Point-based annotation data

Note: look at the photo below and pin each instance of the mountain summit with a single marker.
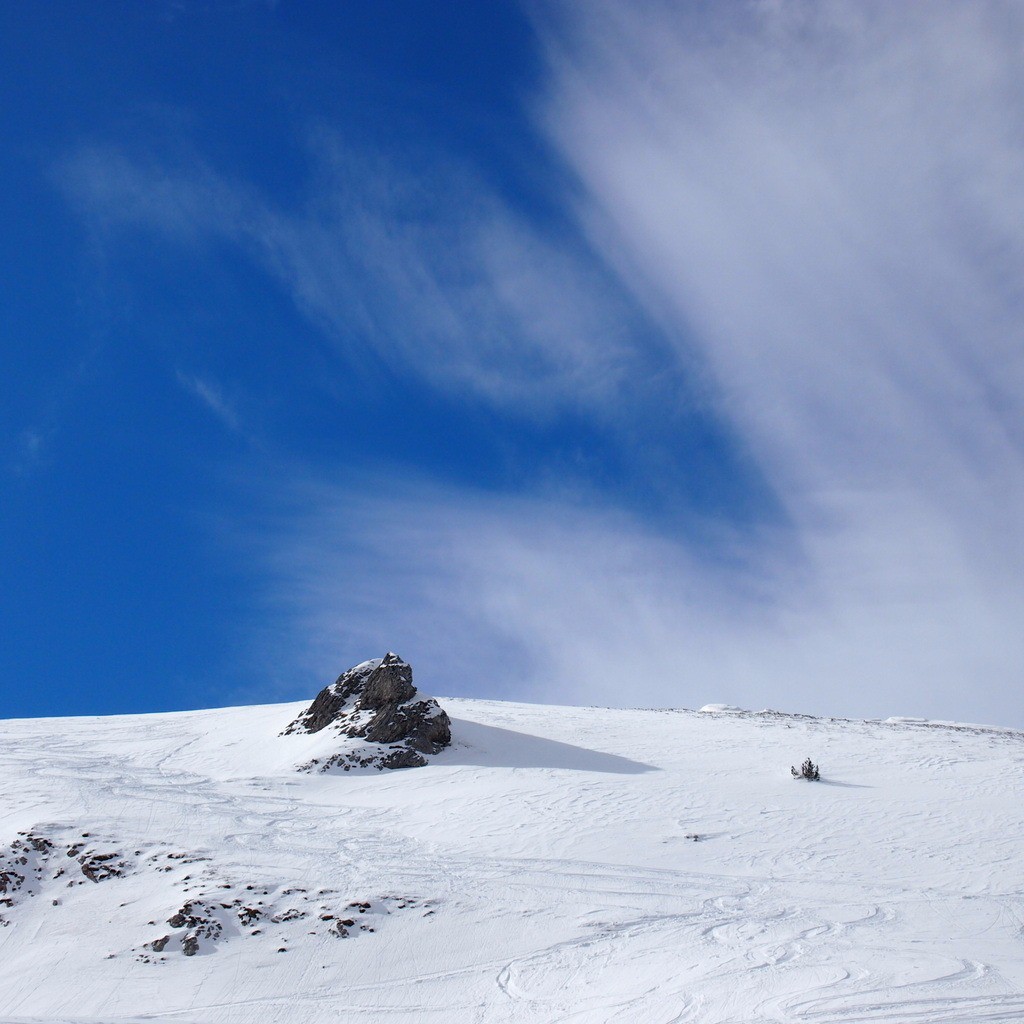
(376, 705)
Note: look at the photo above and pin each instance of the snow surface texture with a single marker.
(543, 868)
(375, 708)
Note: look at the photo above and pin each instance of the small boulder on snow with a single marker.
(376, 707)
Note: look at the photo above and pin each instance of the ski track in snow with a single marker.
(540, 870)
==
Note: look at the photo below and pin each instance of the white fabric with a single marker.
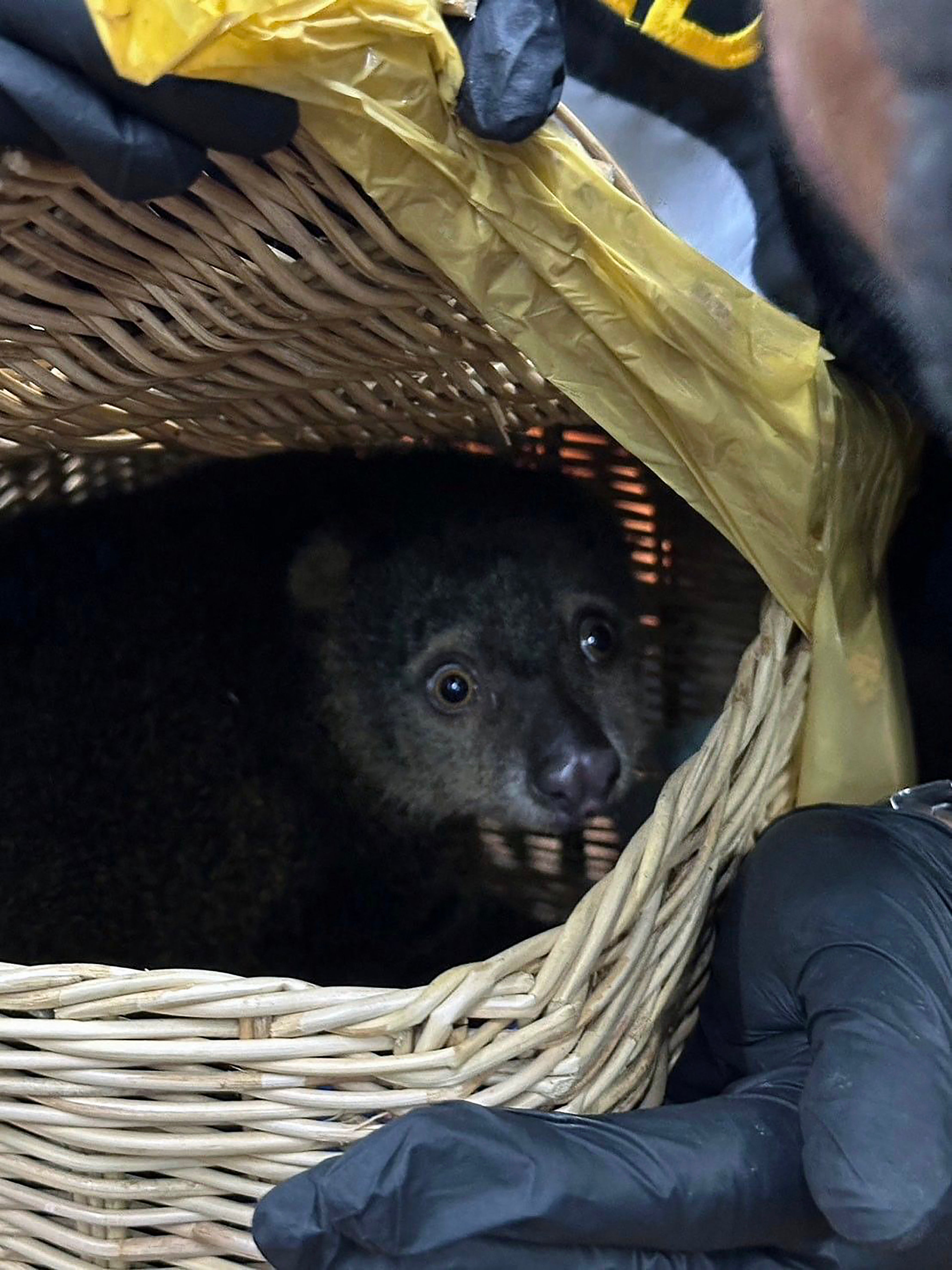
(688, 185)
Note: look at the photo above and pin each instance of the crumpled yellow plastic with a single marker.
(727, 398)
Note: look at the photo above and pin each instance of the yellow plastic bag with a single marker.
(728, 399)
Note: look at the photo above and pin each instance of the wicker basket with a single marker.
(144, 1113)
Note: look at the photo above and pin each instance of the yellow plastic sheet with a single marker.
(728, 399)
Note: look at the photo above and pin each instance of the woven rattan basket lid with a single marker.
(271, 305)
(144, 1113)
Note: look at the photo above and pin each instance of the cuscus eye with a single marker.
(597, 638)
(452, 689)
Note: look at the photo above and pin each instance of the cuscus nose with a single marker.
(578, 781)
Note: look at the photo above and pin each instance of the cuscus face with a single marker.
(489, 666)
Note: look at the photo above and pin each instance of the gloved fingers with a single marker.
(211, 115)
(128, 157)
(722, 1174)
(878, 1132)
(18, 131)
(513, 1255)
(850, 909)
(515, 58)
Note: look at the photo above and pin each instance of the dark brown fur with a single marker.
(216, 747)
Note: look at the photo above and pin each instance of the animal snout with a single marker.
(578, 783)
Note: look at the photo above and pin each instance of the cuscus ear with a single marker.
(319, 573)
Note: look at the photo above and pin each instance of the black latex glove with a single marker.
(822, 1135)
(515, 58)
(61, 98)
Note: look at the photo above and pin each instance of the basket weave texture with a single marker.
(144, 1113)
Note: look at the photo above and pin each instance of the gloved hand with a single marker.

*STATED GOAL:*
Copy the lines again, from the line with "snout with a single marker." up to and including the line with "hand with a single marker.", and add -100 to every coordinate in the answers.

*WRITTEN RESPONSE:*
Note: look at the photo above and pin each instance of the animal snout with a single marker.
(478, 683)
Note: look at the photo above and pin each instance of the cuscus ear with a single marker.
(219, 473)
Note: look at the photo above and pin each instance of the black latex glove with a single marker.
(722, 1035)
(415, -42)
(-39, -2)
Note: look at the photo above and pin each instance of the basket weave texture with a single marker.
(44, 1013)
Note: look at the photo above and pin each instance of the gloved hand with a single marker.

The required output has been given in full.